The request:
Scale the lines from the line with "Outline the crumpled" to the line with "[200, 146, 779, 477]", both included. Reproduce each line in full, but multiply every bounding-box coordinate in the answers by 0.45 and round to whole numbers (halves round up), keeping the sample coordinates in the format line unchanged and leaving the pictures out.

Information supplied:
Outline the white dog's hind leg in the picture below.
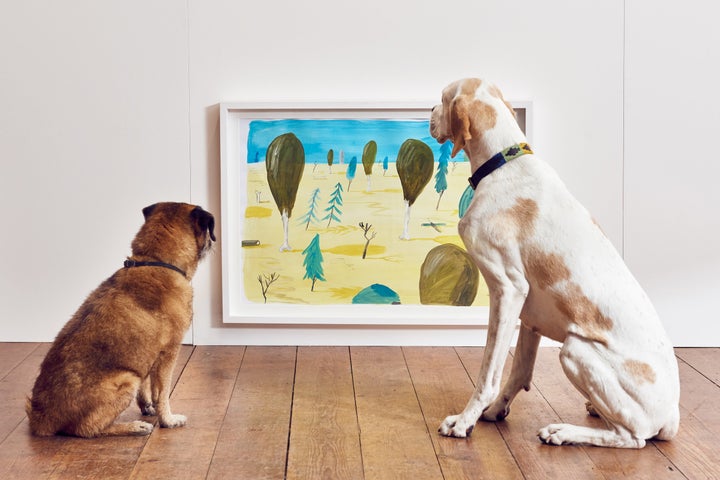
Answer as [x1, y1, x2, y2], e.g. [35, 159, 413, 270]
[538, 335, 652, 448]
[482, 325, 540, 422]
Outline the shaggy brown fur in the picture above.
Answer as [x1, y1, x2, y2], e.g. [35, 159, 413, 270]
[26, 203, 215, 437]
* * *
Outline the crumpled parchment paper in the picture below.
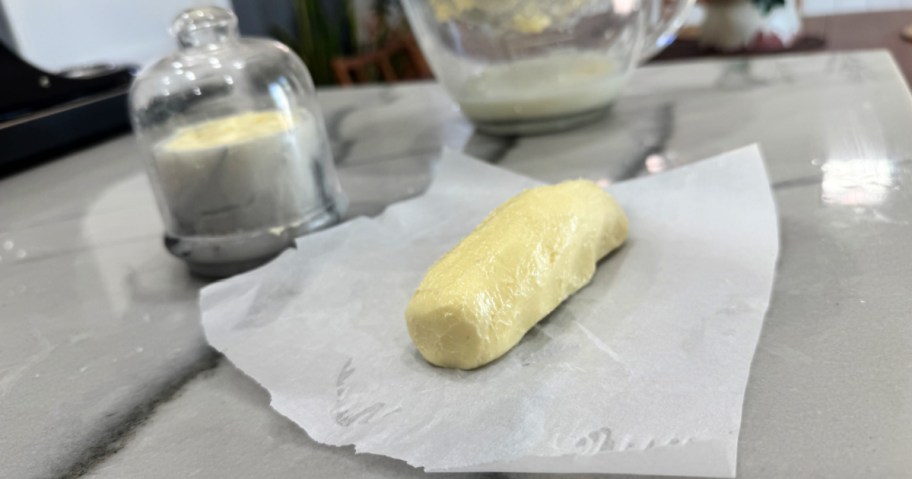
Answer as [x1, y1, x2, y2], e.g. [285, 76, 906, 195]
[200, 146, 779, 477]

Output for this exercise:
Outline the crumpled parchment paper in the picture below.
Answer as [x1, y1, x2, y2], e.g. [285, 76, 906, 195]
[90, 66, 351, 215]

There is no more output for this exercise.